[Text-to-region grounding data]
· · · ·

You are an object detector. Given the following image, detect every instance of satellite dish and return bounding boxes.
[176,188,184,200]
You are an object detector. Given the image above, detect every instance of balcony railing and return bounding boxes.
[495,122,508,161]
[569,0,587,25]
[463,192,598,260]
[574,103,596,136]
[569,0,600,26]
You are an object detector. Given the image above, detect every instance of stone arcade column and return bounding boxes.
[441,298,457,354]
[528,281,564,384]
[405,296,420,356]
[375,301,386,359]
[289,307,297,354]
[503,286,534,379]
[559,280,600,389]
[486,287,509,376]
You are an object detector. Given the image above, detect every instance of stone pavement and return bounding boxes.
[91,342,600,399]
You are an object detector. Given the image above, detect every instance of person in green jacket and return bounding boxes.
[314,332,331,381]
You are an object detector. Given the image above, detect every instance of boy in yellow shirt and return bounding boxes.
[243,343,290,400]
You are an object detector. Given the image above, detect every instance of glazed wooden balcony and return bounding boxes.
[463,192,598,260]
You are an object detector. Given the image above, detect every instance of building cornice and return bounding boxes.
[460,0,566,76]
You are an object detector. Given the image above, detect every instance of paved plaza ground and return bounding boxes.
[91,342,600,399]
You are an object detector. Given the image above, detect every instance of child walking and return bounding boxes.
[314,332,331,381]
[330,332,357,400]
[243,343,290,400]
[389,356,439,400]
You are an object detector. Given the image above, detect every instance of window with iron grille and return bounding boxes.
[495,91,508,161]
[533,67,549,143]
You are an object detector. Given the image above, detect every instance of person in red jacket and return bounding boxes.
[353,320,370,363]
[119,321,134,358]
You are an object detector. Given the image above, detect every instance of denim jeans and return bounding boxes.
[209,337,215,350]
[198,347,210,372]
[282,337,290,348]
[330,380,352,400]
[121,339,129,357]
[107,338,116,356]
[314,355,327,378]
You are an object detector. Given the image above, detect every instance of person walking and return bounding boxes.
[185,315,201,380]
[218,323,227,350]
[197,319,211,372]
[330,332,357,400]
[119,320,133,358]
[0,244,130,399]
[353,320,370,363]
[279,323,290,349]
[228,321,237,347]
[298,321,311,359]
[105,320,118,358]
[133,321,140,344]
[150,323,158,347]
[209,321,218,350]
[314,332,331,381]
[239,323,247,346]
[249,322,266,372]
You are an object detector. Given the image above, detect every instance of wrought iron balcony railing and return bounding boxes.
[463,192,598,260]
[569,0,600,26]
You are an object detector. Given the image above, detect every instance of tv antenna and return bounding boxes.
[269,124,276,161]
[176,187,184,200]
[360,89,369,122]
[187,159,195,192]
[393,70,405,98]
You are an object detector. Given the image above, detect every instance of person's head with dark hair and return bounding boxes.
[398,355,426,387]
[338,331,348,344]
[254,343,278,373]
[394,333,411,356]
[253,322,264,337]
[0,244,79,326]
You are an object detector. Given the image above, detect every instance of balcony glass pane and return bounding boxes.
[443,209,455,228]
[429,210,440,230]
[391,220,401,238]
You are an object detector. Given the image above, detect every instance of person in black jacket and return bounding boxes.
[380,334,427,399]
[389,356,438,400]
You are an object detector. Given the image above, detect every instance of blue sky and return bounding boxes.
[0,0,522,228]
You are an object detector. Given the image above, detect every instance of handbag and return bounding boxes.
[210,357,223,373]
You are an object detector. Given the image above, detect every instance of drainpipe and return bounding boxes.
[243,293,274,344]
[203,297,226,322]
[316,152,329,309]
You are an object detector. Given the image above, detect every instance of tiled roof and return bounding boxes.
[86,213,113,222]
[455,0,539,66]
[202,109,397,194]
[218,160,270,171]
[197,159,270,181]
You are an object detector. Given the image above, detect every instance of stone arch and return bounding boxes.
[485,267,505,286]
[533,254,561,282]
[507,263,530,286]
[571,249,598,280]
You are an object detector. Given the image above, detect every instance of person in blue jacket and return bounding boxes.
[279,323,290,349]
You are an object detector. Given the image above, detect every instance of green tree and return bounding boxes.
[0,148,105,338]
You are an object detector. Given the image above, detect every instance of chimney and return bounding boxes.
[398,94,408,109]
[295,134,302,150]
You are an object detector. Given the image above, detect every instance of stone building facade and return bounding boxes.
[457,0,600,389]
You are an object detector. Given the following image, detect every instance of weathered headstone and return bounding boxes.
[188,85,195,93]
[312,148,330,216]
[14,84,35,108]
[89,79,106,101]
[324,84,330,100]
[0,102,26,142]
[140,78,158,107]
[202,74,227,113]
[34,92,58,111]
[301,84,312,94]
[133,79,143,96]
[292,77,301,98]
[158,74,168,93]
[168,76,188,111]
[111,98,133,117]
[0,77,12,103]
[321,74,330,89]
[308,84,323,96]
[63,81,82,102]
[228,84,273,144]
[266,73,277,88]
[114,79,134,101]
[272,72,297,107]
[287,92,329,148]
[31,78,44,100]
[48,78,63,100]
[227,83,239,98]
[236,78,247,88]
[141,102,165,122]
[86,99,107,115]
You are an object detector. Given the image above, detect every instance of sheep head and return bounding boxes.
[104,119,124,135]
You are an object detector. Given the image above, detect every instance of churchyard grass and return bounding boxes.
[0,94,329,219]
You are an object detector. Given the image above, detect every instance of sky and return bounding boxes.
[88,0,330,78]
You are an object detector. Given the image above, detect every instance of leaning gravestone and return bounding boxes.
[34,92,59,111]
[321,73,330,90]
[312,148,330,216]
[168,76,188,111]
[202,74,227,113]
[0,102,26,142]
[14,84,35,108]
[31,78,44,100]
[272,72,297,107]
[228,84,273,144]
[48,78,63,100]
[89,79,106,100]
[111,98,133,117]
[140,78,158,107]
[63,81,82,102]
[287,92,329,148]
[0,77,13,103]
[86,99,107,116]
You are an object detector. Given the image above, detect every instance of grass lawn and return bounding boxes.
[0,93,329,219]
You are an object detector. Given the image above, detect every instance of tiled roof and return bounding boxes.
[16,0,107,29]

· · · ·

§ **WHAT IS EXPECTED**: Transcribe the records in full, word for word.

§ **OUTPUT BELOW**:
You are an object detector. Given the following image, detect every instance of satellite dish and return bounding boxes.
[176,188,184,200]
You are an object detector. Given the image above, detect every instance of balcony railing and return bounding boxes.
[495,122,508,161]
[569,0,587,25]
[463,192,598,260]
[574,103,596,136]
[569,0,600,26]
You are an object detector. Given the image above, detect every instance of stone arcade column and return bounding boxes.
[441,298,457,354]
[528,281,564,384]
[405,296,420,356]
[375,301,386,359]
[289,307,297,354]
[503,286,534,379]
[559,280,600,389]
[486,287,509,376]
You are an object detector. Given the image above, detect every instance of stone pavement and return bounding boxes.
[91,342,600,399]
You are an object detector. Given the image above, detect every instance of person in green jacket and return bounding boxes.
[314,332,331,381]
You are an object detector. Given the image above, detect every instance of boy in yellow shirt and return bounding boxes.
[243,343,290,400]
You are an object detector. Given the image above, detect every instance of glazed wooden balcony and return bounding boxes.
[463,192,598,260]
You are an object detector. Given the image above, detect every instance of building cornice and return bounding boxes.
[460,0,566,76]
You are an object detector. Given the image above, detect every instance of paved plaza ground and return bounding boxes.
[91,342,600,399]
You are an object detector. Given the image above, detect every instance of child walking and return bounding boxes.
[314,332,331,381]
[330,332,357,400]
[243,343,290,400]
[389,356,439,400]
You are an object detector. Given the image above, detect every instance of window with iron grille and return bounding boxes.
[495,91,508,161]
[533,67,549,143]
You are an object detector. Given the image above, detect every instance of person in red jacket and return bounding boxes.
[353,320,370,363]
[119,321,134,358]
You are an object detector. Given the image above, detect every instance of denim jeans and return bounding boxes.
[209,337,215,350]
[198,347,210,372]
[282,337,290,348]
[330,380,352,400]
[121,339,129,357]
[107,338,116,356]
[314,355,327,378]
You are an object detector. Given the image above, detect every instance of person walking and return bounding boxes.
[185,315,201,380]
[218,323,227,350]
[197,319,211,372]
[330,332,357,400]
[119,320,133,358]
[0,244,130,399]
[353,320,370,363]
[279,323,290,349]
[228,321,237,347]
[298,321,311,359]
[105,320,118,358]
[133,321,140,344]
[150,323,158,347]
[209,321,218,350]
[314,332,331,381]
[239,323,247,346]
[249,322,266,372]
You are an object detector. Given the image above, detect every instance of wrought iron balcony railing and return bounding boxes.
[463,192,598,260]
[569,0,600,26]
You are an object detector. Given the image above, detect every instance of tv antenna and return bounding boxes.
[269,124,276,161]
[176,187,184,200]
[360,89,369,122]
[187,159,195,192]
[393,70,405,98]
You are an object detector. Given the image above, detect every instance of person's head with dark hair and return bounding boxes.
[398,355,426,387]
[338,331,348,344]
[254,343,278,373]
[394,333,411,356]
[253,322,264,337]
[0,244,79,326]
You are an object detector. Given the image above, detect every instance of balcony glass pane and return bounding boxes.
[443,209,455,228]
[429,210,440,230]
[391,220,401,238]
You are an object detector. Given the image above, detect every instance of person in black jacket and return bounding boxes.
[380,334,427,399]
[389,356,438,400]
You are an object detector. Given the image above, detect every instance of blue sky and return bounding boxes.
[0,0,522,228]
You are an object detector. Given the image above, detect every instance of handbag and return bounding boxes.
[210,357,223,373]
You are an object detector. Given the image above, detect every instance of drainpipe and return bounding boxes.
[243,293,274,344]
[203,297,226,322]
[316,152,329,309]
You are an object detector. Given the image above, detect every instance of tiled roof and return bounding boxes.
[86,213,113,222]
[455,0,539,66]
[202,109,397,194]
[218,160,270,171]
[197,159,270,181]
You are an object detector. Given the image above, detect every instance of stone arch and return bounding boxes.
[485,267,505,286]
[533,254,561,282]
[507,263,530,286]
[571,249,598,280]
You are an object detector. Given the image above, detect every instance of person in blue jacket and return bounding boxes.
[279,323,290,349]
You are an object detector. Given the image above, detect every instance of green tree and return bounding boxes.
[0,148,105,338]
You are an object detector. Given the image above, detect every instance of chimney and return bounding boxes.
[398,94,408,109]
[295,134,302,150]
You are an object detector. Given the image above, detect every instance of stone building facade and return bounding boxes.
[457,0,600,389]
You are an object detector. Given the following image, detect every instance of weathered headstone and return bounding boxes.
[188,85,195,93]
[312,148,330,216]
[14,84,35,108]
[89,79,106,101]
[324,84,330,100]
[0,102,26,142]
[140,78,158,107]
[202,74,227,113]
[34,92,58,111]
[301,84,312,94]
[133,79,143,96]
[292,77,301,98]
[158,74,168,93]
[168,76,188,111]
[111,98,133,117]
[0,77,12,103]
[321,74,330,89]
[308,84,323,96]
[63,81,82,102]
[228,84,273,144]
[266,73,277,88]
[114,79,134,101]
[272,72,297,107]
[287,92,329,148]
[31,78,44,100]
[48,78,63,100]
[227,83,239,98]
[236,78,247,88]
[141,102,165,122]
[86,99,107,115]
You are an object detector. Given the image above, detect every instance of sheep head and return bounding boxes.
[104,119,124,135]
You are an object detector. Given the image above, detect every instance of churchyard grass and return bounding boxes.
[0,94,329,219]
You are an object detector. Given the image above, detect every instance of sky and return bounding boxes.
[88,0,330,78]
You are an object detector. Given the image above, detect every instance of leaning gravestone and return bounding boxes.
[34,92,59,111]
[321,73,330,90]
[312,148,330,216]
[168,76,188,111]
[202,74,227,113]
[0,102,26,142]
[14,84,35,108]
[31,78,44,100]
[272,72,297,107]
[228,84,273,144]
[48,78,63,100]
[89,79,106,100]
[111,98,133,117]
[140,78,158,107]
[63,81,82,102]
[287,92,329,148]
[0,77,13,103]
[86,99,107,116]
You are an object detector. Given the image above, detect every instance of grass lawn and return bounding boxes.
[0,93,329,219]
You are an object detector. Given the image above, detect every instance of tiled roof and return bounding boxes.
[16,0,107,29]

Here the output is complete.